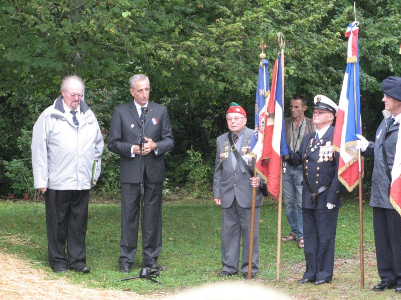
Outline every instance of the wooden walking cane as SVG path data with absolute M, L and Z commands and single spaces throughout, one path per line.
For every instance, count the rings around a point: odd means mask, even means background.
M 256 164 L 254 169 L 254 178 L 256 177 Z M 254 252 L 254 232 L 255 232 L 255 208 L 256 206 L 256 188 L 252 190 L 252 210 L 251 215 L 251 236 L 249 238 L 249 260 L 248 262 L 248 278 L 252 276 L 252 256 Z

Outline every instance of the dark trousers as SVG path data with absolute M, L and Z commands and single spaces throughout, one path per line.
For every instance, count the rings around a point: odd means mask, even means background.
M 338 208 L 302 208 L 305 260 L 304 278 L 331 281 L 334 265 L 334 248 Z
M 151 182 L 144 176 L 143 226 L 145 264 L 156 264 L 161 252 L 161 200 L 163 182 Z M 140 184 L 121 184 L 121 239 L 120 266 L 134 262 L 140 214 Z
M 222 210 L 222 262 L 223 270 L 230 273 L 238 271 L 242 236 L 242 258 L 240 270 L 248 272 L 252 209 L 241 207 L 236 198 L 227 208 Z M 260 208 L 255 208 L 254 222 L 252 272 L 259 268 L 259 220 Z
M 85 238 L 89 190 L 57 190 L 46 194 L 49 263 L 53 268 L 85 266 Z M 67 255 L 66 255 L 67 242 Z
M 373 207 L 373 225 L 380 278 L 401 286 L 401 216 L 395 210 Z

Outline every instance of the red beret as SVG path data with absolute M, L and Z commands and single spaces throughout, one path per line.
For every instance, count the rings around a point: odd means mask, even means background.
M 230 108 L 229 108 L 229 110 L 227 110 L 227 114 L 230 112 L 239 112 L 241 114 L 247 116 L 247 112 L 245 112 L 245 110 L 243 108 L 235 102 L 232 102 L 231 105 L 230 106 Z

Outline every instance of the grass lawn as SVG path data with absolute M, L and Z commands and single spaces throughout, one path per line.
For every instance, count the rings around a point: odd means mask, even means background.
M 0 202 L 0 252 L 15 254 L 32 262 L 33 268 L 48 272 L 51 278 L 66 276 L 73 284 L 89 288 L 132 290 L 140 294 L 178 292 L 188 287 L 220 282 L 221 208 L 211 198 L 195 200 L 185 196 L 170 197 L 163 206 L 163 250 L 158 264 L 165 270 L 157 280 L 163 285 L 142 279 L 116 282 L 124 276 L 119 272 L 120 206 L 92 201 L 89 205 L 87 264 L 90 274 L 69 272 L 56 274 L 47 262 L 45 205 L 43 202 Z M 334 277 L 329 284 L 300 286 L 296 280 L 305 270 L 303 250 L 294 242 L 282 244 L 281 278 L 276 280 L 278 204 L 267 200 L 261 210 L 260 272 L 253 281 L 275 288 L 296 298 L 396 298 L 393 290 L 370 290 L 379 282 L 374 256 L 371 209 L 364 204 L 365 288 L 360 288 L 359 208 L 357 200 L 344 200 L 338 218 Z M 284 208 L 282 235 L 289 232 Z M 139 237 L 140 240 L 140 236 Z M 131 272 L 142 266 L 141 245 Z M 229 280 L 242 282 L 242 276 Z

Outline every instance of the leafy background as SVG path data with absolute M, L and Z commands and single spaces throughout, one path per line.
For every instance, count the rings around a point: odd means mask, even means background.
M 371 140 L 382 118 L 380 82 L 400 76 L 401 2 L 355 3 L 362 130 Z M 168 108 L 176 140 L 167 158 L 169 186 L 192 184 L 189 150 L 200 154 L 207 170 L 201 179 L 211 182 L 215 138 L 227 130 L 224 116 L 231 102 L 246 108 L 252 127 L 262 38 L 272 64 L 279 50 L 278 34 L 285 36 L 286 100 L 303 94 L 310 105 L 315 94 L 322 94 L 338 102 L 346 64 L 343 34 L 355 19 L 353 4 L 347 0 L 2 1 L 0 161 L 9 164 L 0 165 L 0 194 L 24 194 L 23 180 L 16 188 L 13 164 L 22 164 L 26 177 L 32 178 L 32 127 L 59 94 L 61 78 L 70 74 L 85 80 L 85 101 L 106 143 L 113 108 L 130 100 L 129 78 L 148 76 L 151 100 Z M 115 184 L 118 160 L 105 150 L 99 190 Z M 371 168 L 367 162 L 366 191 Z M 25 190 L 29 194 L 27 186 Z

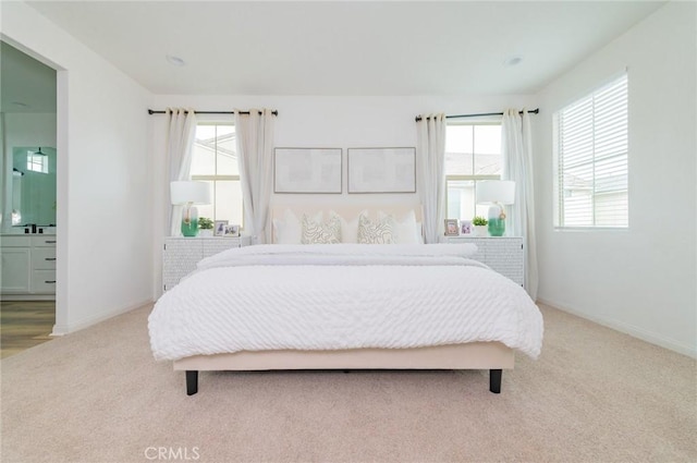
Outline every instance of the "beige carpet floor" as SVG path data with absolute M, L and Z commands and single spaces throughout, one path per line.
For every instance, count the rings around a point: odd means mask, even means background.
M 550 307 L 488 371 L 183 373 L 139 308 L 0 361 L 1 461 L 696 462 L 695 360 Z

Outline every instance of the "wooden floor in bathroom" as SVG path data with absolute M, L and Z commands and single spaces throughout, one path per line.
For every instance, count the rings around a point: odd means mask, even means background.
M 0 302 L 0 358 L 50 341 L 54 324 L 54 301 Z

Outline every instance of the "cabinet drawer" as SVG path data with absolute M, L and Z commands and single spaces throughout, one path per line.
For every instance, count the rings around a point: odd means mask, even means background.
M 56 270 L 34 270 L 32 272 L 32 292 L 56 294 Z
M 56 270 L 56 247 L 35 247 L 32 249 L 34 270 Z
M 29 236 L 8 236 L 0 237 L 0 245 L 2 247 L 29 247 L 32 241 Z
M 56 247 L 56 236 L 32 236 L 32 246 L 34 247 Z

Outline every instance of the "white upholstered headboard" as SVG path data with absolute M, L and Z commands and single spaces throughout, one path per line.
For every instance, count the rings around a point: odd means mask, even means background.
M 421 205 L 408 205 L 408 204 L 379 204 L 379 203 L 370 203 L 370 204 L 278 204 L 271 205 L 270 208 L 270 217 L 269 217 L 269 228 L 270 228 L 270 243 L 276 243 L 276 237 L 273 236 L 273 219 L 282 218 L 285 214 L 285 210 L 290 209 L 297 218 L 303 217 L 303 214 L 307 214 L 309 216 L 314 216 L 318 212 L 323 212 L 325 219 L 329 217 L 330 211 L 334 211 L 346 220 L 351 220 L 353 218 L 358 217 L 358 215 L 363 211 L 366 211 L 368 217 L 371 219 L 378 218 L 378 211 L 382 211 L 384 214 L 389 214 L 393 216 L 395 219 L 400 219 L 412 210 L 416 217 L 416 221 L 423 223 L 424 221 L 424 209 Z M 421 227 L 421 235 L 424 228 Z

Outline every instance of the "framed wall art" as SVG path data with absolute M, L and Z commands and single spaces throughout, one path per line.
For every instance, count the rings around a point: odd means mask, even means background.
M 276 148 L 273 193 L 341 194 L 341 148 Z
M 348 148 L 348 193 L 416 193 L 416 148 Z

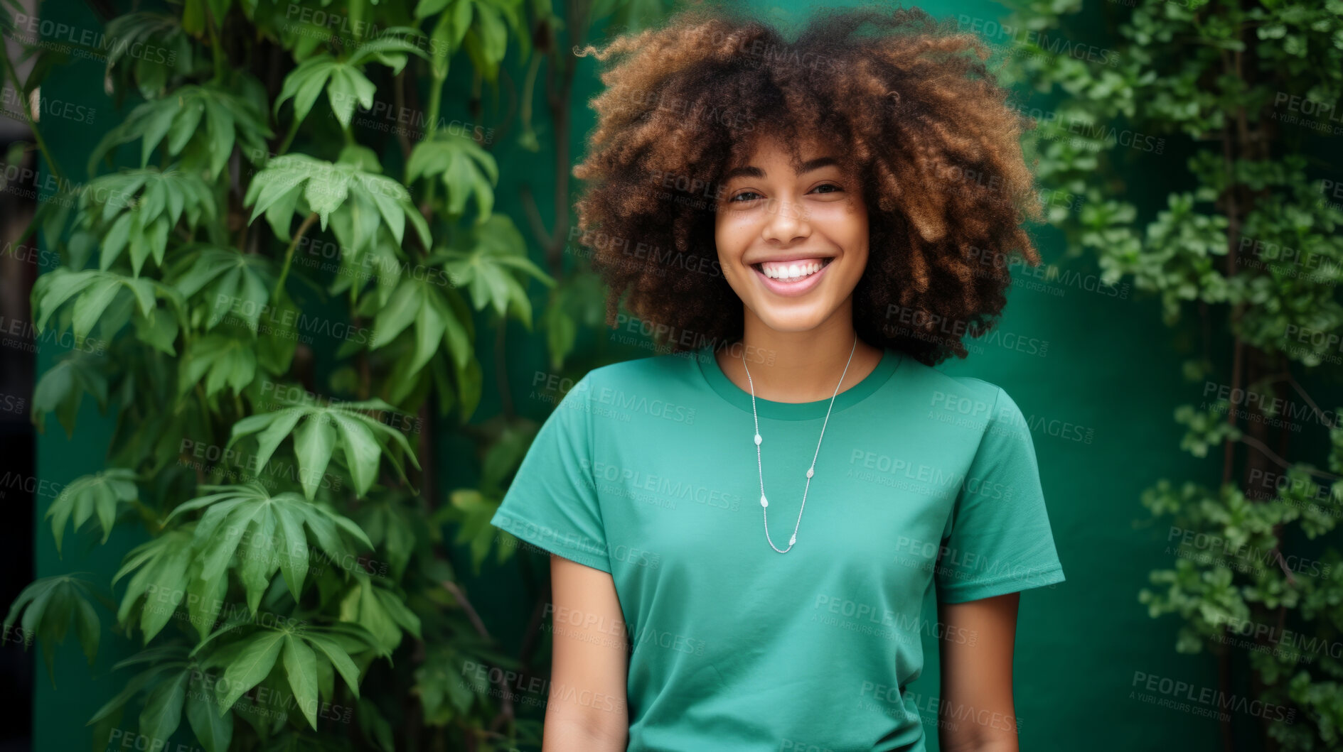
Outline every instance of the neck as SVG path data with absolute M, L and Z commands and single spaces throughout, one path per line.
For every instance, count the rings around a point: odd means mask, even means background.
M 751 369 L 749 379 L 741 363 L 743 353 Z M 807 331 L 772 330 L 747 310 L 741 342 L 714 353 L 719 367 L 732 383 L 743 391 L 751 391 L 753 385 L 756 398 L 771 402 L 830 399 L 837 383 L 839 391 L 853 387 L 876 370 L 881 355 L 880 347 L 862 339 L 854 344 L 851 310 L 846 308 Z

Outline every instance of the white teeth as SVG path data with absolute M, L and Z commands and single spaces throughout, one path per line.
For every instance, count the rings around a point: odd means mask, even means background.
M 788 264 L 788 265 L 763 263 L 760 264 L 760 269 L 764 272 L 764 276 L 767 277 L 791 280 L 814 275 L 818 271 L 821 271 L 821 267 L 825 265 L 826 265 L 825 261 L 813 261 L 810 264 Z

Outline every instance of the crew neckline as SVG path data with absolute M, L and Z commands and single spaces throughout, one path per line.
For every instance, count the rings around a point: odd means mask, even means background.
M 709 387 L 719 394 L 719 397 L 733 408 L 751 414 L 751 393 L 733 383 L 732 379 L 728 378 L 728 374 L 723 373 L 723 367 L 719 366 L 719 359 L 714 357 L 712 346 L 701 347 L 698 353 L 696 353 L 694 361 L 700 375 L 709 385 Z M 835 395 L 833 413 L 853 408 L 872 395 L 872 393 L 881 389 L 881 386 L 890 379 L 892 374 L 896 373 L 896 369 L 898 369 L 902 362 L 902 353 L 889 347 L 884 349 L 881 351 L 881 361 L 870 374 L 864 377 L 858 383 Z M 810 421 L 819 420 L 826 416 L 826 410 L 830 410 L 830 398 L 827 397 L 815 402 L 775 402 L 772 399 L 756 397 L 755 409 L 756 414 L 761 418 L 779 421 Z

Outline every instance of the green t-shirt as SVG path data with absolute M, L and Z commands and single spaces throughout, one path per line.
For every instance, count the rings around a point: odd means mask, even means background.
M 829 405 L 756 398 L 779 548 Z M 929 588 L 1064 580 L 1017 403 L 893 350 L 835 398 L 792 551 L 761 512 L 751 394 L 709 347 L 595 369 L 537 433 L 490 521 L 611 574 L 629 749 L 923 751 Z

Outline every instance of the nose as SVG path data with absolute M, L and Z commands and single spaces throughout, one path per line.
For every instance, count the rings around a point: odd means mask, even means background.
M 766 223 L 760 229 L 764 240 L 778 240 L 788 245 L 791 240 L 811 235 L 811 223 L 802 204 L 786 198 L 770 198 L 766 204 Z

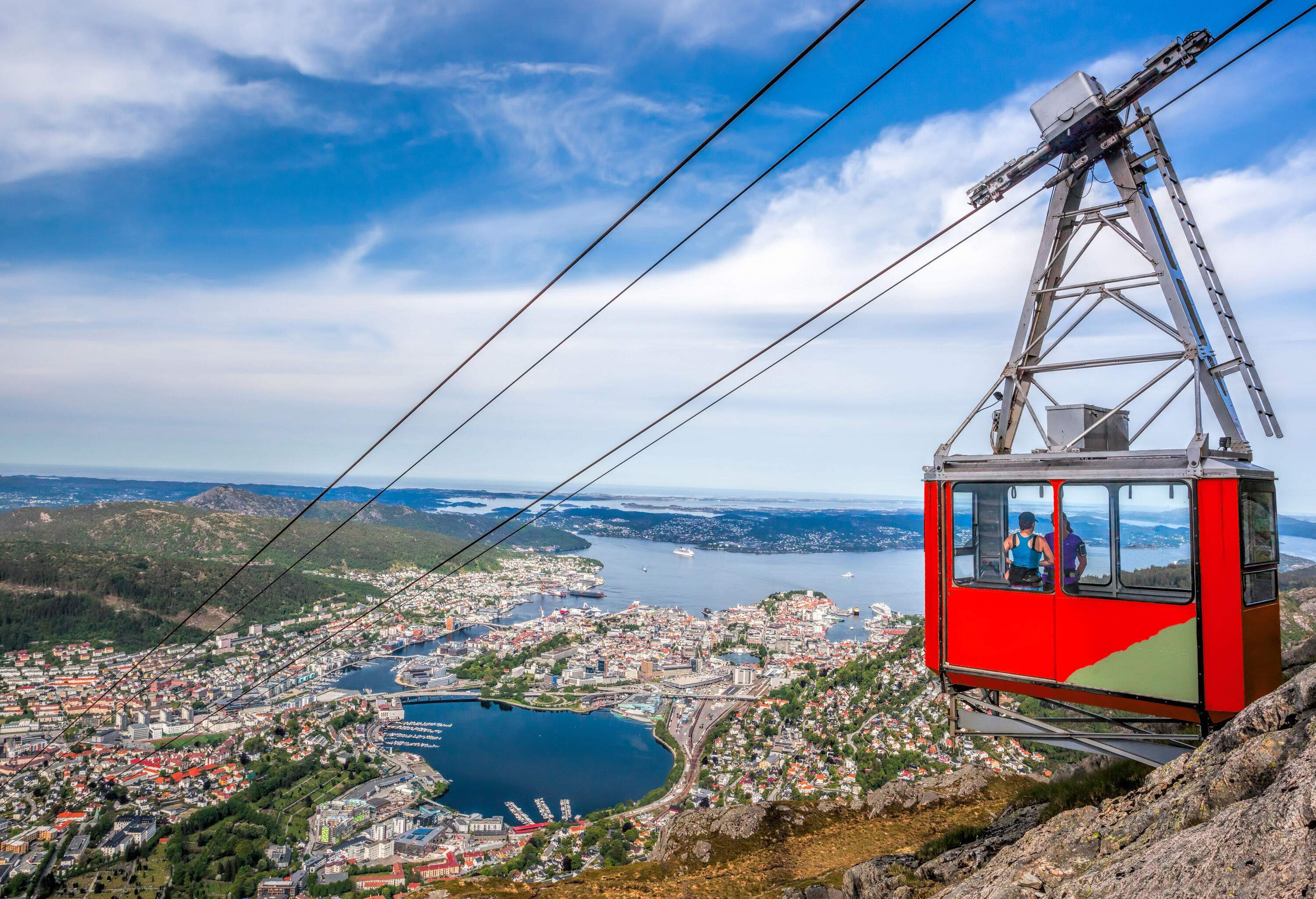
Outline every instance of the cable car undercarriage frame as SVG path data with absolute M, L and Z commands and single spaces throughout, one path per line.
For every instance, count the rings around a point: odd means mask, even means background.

▬▬▬

> **Task to carry out**
Write out the part of the items that opens with the line containing "Outline every instance of the grass" and closes with the line containing "M 0 202 L 0", including both of those lines, reproducing each line exactly.

> **Exercise output**
Outline every instance of the grass lawn as SVG path data with absolute M, L and Z commands and single spaces throughout, one path per line.
For every instance, count the rings around a point: odd means mask, even means background.
M 0 202 L 0 252 L 15 254 L 32 262 L 33 268 L 48 272 L 51 278 L 66 276 L 73 284 L 89 288 L 132 290 L 140 294 L 178 292 L 188 287 L 220 282 L 221 208 L 211 198 L 195 200 L 185 196 L 170 197 L 163 206 L 163 250 L 158 264 L 165 270 L 157 280 L 163 285 L 142 279 L 116 282 L 124 276 L 119 272 L 120 206 L 92 201 L 89 205 L 87 264 L 90 274 L 69 272 L 56 274 L 47 262 L 45 205 L 43 202 Z M 334 277 L 329 284 L 300 286 L 296 280 L 305 270 L 303 250 L 294 242 L 282 244 L 281 278 L 276 280 L 278 204 L 267 200 L 261 210 L 260 272 L 253 281 L 275 288 L 296 298 L 396 298 L 393 290 L 370 290 L 379 282 L 374 256 L 371 209 L 364 204 L 365 288 L 360 288 L 359 208 L 357 200 L 344 200 L 338 218 Z M 284 208 L 282 235 L 289 232 Z M 139 237 L 140 240 L 140 236 Z M 131 272 L 142 266 L 141 245 Z M 229 280 L 242 282 L 242 276 Z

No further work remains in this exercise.